> [Short exercise]: Beginning with the line that contains "Can you find the white wall", copy each subsequent line of the data below through the last one, including both ends but not the pictures.

Stored items from a collection:

····················

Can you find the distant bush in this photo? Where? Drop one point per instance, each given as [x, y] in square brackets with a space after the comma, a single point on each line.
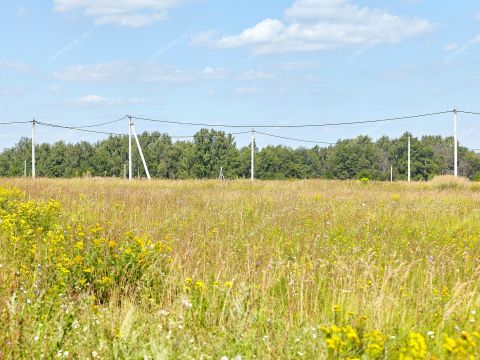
[445, 182]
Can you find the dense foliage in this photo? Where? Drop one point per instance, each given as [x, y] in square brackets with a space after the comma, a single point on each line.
[210, 150]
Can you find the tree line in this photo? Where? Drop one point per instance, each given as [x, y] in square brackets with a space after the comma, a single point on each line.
[211, 150]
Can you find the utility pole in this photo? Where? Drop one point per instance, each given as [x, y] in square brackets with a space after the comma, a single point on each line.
[455, 139]
[409, 159]
[33, 148]
[130, 170]
[252, 168]
[141, 153]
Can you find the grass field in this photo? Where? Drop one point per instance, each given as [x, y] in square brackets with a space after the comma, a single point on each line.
[239, 270]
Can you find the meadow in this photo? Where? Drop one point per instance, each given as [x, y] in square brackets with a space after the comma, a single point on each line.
[100, 269]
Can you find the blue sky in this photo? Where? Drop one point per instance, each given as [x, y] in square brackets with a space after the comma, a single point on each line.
[79, 62]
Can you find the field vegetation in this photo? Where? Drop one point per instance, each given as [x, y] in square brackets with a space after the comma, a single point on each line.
[103, 269]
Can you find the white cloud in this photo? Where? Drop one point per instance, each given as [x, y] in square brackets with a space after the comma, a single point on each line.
[132, 13]
[450, 47]
[12, 91]
[100, 100]
[246, 90]
[215, 73]
[255, 75]
[122, 72]
[313, 25]
[14, 65]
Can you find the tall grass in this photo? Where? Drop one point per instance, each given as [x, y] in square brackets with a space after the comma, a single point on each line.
[307, 269]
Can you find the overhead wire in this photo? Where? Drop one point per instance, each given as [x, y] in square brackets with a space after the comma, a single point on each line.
[293, 126]
[102, 124]
[295, 139]
[87, 128]
[77, 129]
[15, 122]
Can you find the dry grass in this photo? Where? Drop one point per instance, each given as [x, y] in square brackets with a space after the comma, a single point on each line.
[264, 270]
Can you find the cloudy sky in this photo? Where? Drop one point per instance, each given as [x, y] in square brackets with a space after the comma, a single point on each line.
[79, 62]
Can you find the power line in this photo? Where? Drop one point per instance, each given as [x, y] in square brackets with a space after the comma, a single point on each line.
[101, 124]
[78, 129]
[15, 122]
[294, 126]
[468, 112]
[192, 136]
[294, 139]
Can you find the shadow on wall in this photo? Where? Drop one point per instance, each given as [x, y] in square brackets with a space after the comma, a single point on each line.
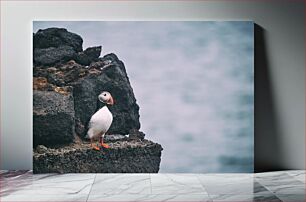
[267, 140]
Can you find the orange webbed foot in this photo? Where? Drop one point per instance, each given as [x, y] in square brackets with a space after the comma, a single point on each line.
[106, 146]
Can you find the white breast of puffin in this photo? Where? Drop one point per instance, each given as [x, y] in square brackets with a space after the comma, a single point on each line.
[102, 120]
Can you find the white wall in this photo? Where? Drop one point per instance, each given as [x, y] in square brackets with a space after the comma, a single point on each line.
[283, 24]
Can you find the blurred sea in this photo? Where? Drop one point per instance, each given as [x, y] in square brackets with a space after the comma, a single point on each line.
[194, 83]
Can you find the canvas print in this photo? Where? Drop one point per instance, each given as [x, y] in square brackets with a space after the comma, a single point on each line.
[143, 96]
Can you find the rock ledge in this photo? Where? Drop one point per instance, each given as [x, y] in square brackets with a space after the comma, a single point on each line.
[124, 156]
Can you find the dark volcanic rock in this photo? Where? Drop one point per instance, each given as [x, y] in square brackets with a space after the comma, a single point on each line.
[53, 117]
[89, 55]
[57, 37]
[113, 78]
[50, 56]
[132, 156]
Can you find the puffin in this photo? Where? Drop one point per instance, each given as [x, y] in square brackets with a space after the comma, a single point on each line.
[101, 121]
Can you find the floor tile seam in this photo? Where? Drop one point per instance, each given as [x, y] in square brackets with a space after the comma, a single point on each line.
[91, 187]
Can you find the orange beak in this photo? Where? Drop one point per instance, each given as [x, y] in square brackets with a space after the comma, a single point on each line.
[111, 101]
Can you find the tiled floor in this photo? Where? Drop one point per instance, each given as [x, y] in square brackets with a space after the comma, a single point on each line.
[273, 186]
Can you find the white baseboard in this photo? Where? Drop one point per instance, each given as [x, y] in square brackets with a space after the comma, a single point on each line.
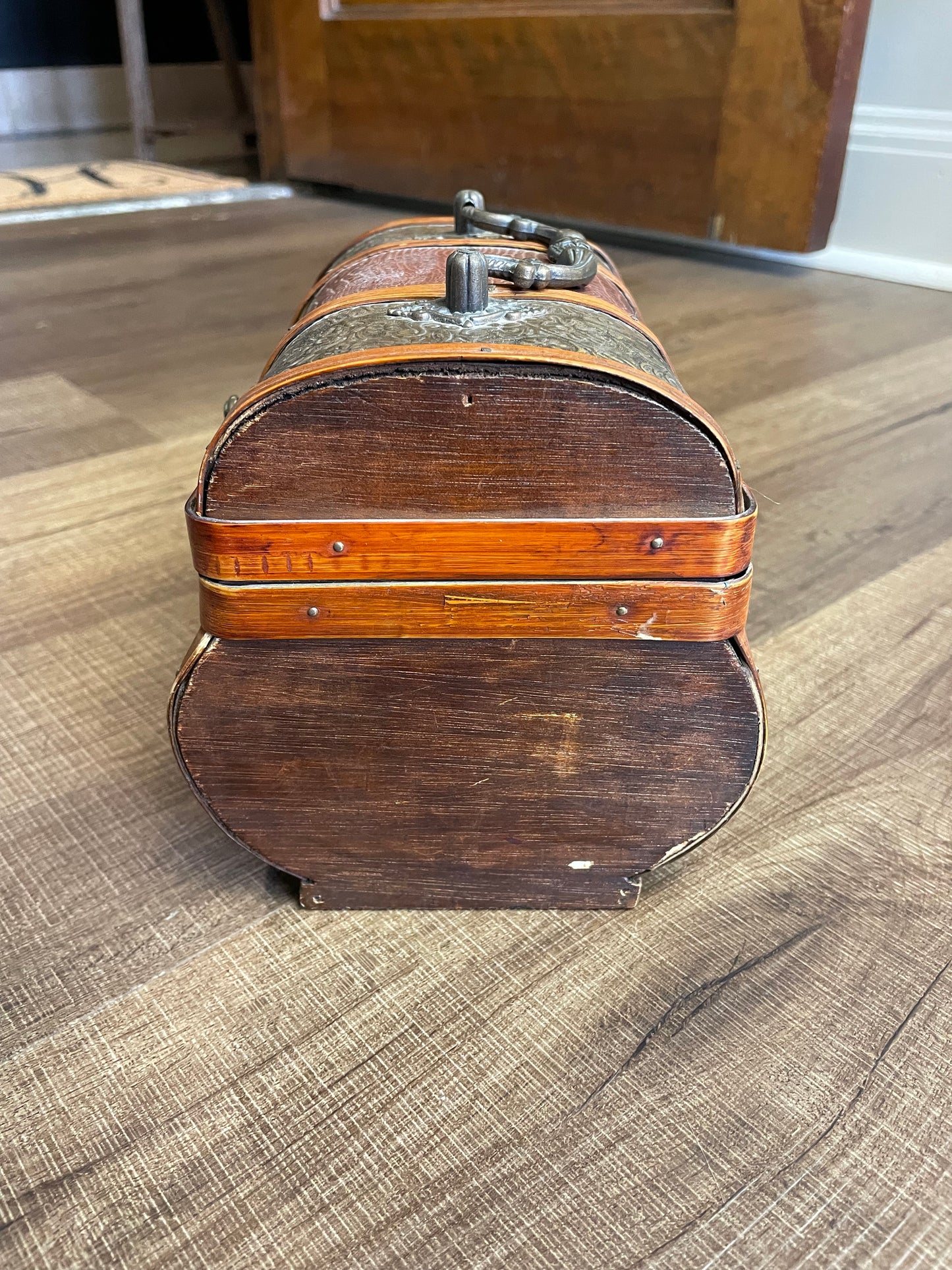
[894, 220]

····················

> [Task answer]:
Can you find the white wall in this photo? Where? Drop one point per instance, each given as [x, y] in square brackets with a space after the comma, a single point on each line.
[283, 24]
Can you find the blurred sea in this photo? Where? Drop one point per instance, each given as [x, y] in square brackets with a space after the comma, a single point on each line.
[194, 83]
Can you find the canvas print in this photo? Where? Drop one point per instance, each given as [x, y] in square brackets with a space after the comma, a single point on each line.
[143, 96]
Can you find the rock ledge in this photo? Where? Drop one point per instance, each given as [x, y] in square brackets with a space after the comma, a single point on each line.
[124, 156]
Can you find the dark volcanic rock in this photo? Where? Drop one point per instance, each given as [x, y] in square brackets with a space after the comma, a single point on each line.
[53, 117]
[89, 55]
[57, 37]
[113, 78]
[50, 56]
[132, 156]
Can you find the puffin in this photo? Where? Drop one point per instance, each given as [x, y] in square brackets with a space after the comma, a single point on each line.
[101, 121]
Can you find the floor tile seam in this photo? Where? Drop one point per instance, each given as [x, y] in square brackets with a space after the comma, a single point on each line.
[91, 187]
Can you find the orange beak in this photo? Where? Drop one point per instance, each given as [x, y] in square brackets with a space after the comma, a single point on each line.
[111, 101]
Can you find the tiled floor in this photo? Where? Drop one point per instance, each given as [x, y] in square brackets with a space after the comma, a single point on each line.
[273, 186]
Can you find the white baseboard in this photo? Where? Drop one point per instance, each given as [x, y] in square brackets with a space after the comma, a single point on each line.
[894, 220]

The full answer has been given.